_Exercise instructions_
Without altering a word, return the records below, but exclude the pictures.

***** Provided information

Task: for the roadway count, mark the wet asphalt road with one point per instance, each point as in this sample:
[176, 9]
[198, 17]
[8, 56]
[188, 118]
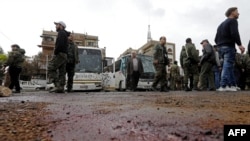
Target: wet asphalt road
[140, 116]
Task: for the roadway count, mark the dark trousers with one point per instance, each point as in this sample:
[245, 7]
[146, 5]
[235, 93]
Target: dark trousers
[70, 69]
[134, 78]
[14, 77]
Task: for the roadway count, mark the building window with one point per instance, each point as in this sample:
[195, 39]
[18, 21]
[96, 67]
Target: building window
[90, 43]
[48, 39]
[169, 50]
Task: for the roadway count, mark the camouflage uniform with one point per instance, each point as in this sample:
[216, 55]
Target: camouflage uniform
[189, 62]
[246, 64]
[160, 54]
[174, 76]
[73, 59]
[15, 62]
[207, 61]
[239, 72]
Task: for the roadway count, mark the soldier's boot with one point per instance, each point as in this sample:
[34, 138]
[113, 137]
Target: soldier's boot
[187, 88]
[154, 88]
[60, 89]
[69, 89]
[55, 89]
[196, 89]
[164, 89]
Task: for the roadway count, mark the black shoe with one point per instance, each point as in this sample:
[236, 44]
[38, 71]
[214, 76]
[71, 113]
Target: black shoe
[154, 89]
[196, 89]
[187, 89]
[69, 91]
[164, 89]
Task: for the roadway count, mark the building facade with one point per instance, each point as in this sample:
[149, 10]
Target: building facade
[48, 45]
[49, 38]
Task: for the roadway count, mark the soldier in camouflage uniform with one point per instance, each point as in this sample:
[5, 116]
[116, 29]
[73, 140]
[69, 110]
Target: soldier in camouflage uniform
[15, 62]
[239, 71]
[206, 62]
[174, 75]
[73, 59]
[189, 62]
[160, 61]
[57, 66]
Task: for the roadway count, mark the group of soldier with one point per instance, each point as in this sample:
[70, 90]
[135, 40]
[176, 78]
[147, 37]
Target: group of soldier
[219, 67]
[64, 59]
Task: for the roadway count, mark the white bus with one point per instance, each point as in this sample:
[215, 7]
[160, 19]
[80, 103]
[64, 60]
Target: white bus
[116, 79]
[88, 71]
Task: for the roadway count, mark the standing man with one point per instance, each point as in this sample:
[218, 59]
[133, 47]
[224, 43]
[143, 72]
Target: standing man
[207, 61]
[174, 75]
[15, 62]
[134, 70]
[73, 59]
[57, 66]
[226, 37]
[160, 61]
[217, 68]
[189, 58]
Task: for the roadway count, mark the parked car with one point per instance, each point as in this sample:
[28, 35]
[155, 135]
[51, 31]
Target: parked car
[28, 85]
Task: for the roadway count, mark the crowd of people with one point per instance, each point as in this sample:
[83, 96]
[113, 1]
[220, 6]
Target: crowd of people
[219, 67]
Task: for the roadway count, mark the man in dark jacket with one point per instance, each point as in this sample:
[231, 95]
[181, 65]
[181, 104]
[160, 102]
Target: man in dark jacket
[207, 61]
[160, 61]
[59, 60]
[15, 61]
[189, 59]
[226, 37]
[134, 70]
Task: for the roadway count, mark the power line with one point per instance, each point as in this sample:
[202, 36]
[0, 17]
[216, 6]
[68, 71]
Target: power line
[6, 36]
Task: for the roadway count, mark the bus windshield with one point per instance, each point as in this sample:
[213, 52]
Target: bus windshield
[147, 63]
[90, 61]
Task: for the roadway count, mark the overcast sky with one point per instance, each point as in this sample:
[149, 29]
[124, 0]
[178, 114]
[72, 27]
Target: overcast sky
[119, 24]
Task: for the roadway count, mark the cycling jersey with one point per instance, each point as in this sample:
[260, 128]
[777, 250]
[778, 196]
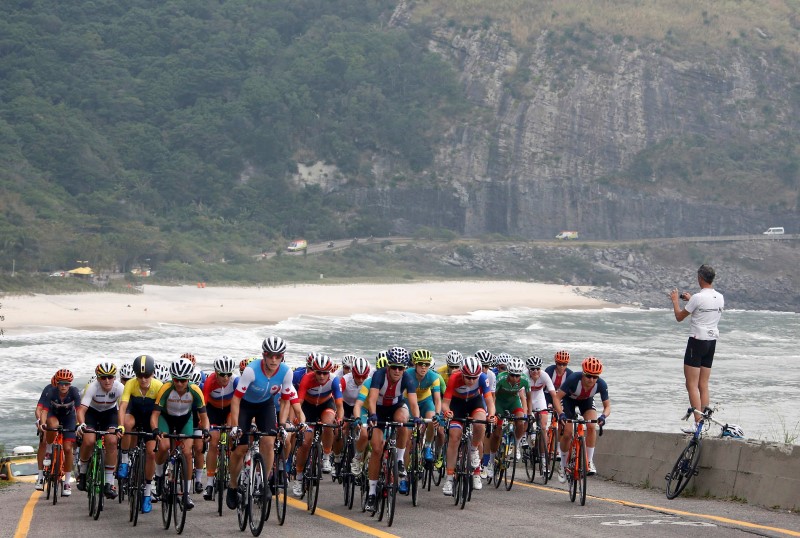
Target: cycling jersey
[215, 394]
[98, 399]
[255, 387]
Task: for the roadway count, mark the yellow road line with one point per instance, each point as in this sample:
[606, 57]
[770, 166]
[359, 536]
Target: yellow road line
[719, 519]
[342, 520]
[24, 524]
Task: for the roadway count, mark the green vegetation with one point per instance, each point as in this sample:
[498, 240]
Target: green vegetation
[168, 131]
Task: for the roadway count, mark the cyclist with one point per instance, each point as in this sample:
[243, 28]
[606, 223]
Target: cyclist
[578, 391]
[541, 386]
[217, 392]
[468, 394]
[253, 399]
[176, 403]
[385, 402]
[99, 411]
[56, 407]
[510, 397]
[135, 408]
[322, 402]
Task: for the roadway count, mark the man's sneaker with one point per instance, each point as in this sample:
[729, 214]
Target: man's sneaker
[110, 491]
[297, 488]
[474, 458]
[447, 489]
[372, 504]
[592, 469]
[355, 466]
[230, 498]
[476, 482]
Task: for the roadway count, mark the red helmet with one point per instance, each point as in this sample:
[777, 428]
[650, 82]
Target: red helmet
[592, 366]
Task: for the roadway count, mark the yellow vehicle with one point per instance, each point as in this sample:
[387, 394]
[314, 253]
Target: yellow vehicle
[20, 467]
[297, 245]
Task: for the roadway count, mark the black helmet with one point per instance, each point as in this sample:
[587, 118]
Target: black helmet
[144, 365]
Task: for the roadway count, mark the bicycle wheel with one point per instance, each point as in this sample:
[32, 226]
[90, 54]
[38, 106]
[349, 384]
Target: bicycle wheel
[391, 487]
[511, 461]
[179, 493]
[167, 492]
[258, 500]
[313, 474]
[684, 469]
[280, 485]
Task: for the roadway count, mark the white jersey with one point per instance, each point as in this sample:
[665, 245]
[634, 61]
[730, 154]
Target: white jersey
[98, 399]
[706, 308]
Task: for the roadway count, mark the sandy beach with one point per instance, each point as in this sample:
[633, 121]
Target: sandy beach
[193, 306]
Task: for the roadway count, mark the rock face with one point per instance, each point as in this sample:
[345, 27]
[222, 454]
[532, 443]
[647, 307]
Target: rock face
[553, 129]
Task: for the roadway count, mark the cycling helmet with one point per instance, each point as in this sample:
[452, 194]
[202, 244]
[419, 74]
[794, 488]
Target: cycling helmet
[733, 431]
[126, 371]
[454, 358]
[515, 366]
[422, 356]
[485, 357]
[106, 368]
[273, 344]
[562, 357]
[181, 369]
[63, 375]
[471, 367]
[592, 366]
[360, 366]
[224, 365]
[533, 362]
[322, 363]
[144, 365]
[348, 359]
[398, 356]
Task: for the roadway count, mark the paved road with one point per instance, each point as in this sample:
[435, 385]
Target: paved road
[611, 509]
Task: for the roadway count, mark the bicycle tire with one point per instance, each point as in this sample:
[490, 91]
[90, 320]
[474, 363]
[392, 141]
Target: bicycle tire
[684, 469]
[258, 500]
[281, 485]
[179, 495]
[392, 487]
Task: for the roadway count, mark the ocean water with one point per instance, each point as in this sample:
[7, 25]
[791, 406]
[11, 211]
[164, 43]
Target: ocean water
[754, 381]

**********

_Output_
Task: for the roadway count, mark the wet asphalt road with one point per instance, each point as in this sample:
[176, 9]
[198, 17]
[8, 56]
[188, 118]
Target: wet asphalt road
[140, 116]
Task: for the roadway count, mark the dark trousers with one point per instance, each point as in this sample:
[245, 7]
[146, 5]
[235, 93]
Target: dark trousers
[70, 69]
[134, 78]
[14, 77]
Task: for the roadway count, mark the building window with one point per instance, each point as in this sample:
[195, 39]
[18, 21]
[96, 67]
Target: building window
[90, 43]
[48, 39]
[169, 50]
Task: for the roadway count, mark the camouflage uniform with one point per instance, each point as in this sample:
[216, 55]
Target: camouflage uniform
[189, 62]
[246, 64]
[160, 54]
[174, 76]
[73, 59]
[15, 62]
[207, 61]
[239, 72]
Task: for the roadway count, mark the soldier's boot with one point per instance, each point as in this sample:
[34, 138]
[113, 137]
Target: soldier's boot
[187, 88]
[154, 88]
[60, 89]
[69, 89]
[55, 89]
[196, 89]
[164, 89]
Task: for the roadway count, mark the black shoe with one point per instance, each point as in this sample:
[236, 44]
[38, 71]
[214, 76]
[71, 113]
Target: black shoe
[154, 89]
[196, 89]
[187, 89]
[69, 91]
[164, 89]
Task: for the roadway count, mark the building facade with one point per instance, each point as in this sample:
[149, 10]
Target: building facade
[48, 45]
[49, 38]
Task: for the roadway count, mark the soldier in camouflage uniform with one point per instance, each point as in this sample:
[5, 116]
[116, 29]
[73, 140]
[69, 110]
Target: soldier in camouflage uniform
[15, 62]
[239, 71]
[206, 62]
[174, 75]
[73, 59]
[189, 62]
[160, 61]
[57, 66]
Task: for the roadway count, mark the group of soldier with one point per instance, each point as in this sample:
[70, 90]
[135, 40]
[176, 78]
[147, 37]
Target: group of soldier
[219, 67]
[64, 59]
Task: for the roadway count, mark the white bus with one point per instance, each point as in this sample:
[215, 7]
[160, 19]
[80, 103]
[64, 60]
Target: white bus
[116, 79]
[88, 71]
Task: for the roadway count, mark the standing man with one point per instance, each point as in this sample:
[218, 59]
[133, 47]
[224, 43]
[143, 72]
Target: standing man
[207, 61]
[174, 75]
[15, 62]
[134, 70]
[73, 59]
[57, 66]
[226, 37]
[160, 61]
[217, 68]
[189, 58]
Task: for the roadway count, mark the parked car with one point per instance, each point as in this sample:
[28, 35]
[155, 135]
[51, 31]
Target: parked car
[28, 85]
Task: for the roadway count, mark the crowd of people with one point per instance, each point as in this sample:
[83, 96]
[113, 1]
[220, 6]
Target: crowd of people
[219, 67]
Task: for the roadway count, mark the man in dark jacket with one point per instance, each point as in this sample:
[231, 95]
[181, 65]
[181, 104]
[160, 102]
Target: man in dark jacket
[207, 61]
[160, 61]
[59, 60]
[15, 61]
[189, 59]
[226, 37]
[134, 70]
Task: for the roadway count, mark the power line with one point per instance, each point as in this sample:
[202, 36]
[0, 17]
[216, 6]
[68, 71]
Target: power line
[6, 36]
Task: for the roadway count, mark the bus windshield with one point per instance, each point as in this sample:
[213, 52]
Target: bus windshield
[147, 63]
[90, 61]
Task: for the roadway count, mark the overcast sky with one point per instance, each point as in this sample:
[149, 29]
[124, 0]
[178, 114]
[72, 27]
Target: overcast sky
[119, 24]
Task: for the roadway count, mark the cycling jersey with one point per instance, each point as in this sample:
[260, 128]
[777, 250]
[778, 196]
Target: cycling jersey
[215, 394]
[98, 399]
[255, 387]
Task: for the roadway count, mark the yellow road line with one point per instance, each point as in this sample:
[606, 57]
[770, 166]
[359, 536]
Target: yellow road line
[719, 519]
[342, 520]
[24, 524]
Task: for the roadway count, mark the green vegetation with one point per instance, each point as in this sample:
[498, 240]
Target: green vegetation
[168, 131]
Task: for the roadway count, mark the cyclist with one point per instance, each point as in this sample:
[243, 28]
[606, 223]
Target: cyclist
[578, 391]
[541, 386]
[217, 392]
[468, 394]
[253, 399]
[176, 403]
[385, 402]
[99, 411]
[56, 407]
[510, 397]
[135, 408]
[322, 402]
Task: for the roadway count, mark the man's sneaker with one point per instance, each point as in this sample:
[729, 214]
Target: man's sneaker
[110, 491]
[297, 488]
[474, 458]
[447, 489]
[372, 504]
[592, 469]
[355, 466]
[230, 498]
[476, 482]
Task: for the roadway count, mark the red helmet with one point per instance, each point as in this sample:
[777, 428]
[650, 82]
Target: red helmet
[592, 366]
Task: for the roadway count, mark the yellow vehicle with one point per instance, each point as in this sample:
[387, 394]
[314, 253]
Target: yellow vehicle
[20, 467]
[297, 245]
Task: for the roadway count, mark the black helmet with one point per instance, each point as in this sample:
[587, 118]
Target: black helmet
[144, 365]
Task: for the roadway count, mark the bicycle wheel with one point per instance, each point as in this sample:
[32, 226]
[90, 54]
[38, 106]
[349, 384]
Target: bicycle wheel
[391, 487]
[511, 461]
[179, 493]
[167, 492]
[258, 500]
[313, 474]
[684, 469]
[280, 485]
Task: for the roadway count, mark the white jersey with one point per instance, each point as in this sample:
[665, 245]
[634, 61]
[730, 154]
Target: white jersey
[98, 399]
[706, 308]
Task: for the roadway count, mark the sandy beach with one point per instance, each point as in this sample:
[633, 121]
Target: sandy beach
[193, 306]
Task: for the roadway count, mark the rock face with one point per instance, each point as in this sample:
[345, 27]
[222, 454]
[532, 443]
[647, 307]
Target: rock face
[553, 129]
Task: for the roadway count, mark the cycling helmet with one point per instance, each point as in this sample:
[452, 194]
[202, 244]
[419, 74]
[794, 488]
Target: cycling helmet
[733, 431]
[126, 371]
[454, 358]
[515, 366]
[422, 356]
[485, 357]
[106, 368]
[273, 344]
[562, 357]
[181, 369]
[63, 375]
[471, 367]
[592, 366]
[360, 366]
[224, 365]
[533, 362]
[322, 363]
[144, 365]
[348, 359]
[398, 356]
Task: for the roadway count, mark the paved road with one point per instance, each point as in this sample:
[435, 385]
Target: paved road
[611, 509]
Task: for the roadway count, mark the bicycle tire with one point per instance, each point as in this sample:
[490, 91]
[90, 320]
[474, 363]
[392, 141]
Target: bicycle tire
[684, 469]
[258, 500]
[281, 485]
[179, 495]
[392, 487]
Task: for the roadway count, mark the ocean water with one point per instance, each point as in this sample:
[7, 25]
[791, 406]
[11, 211]
[164, 43]
Target: ocean water
[754, 381]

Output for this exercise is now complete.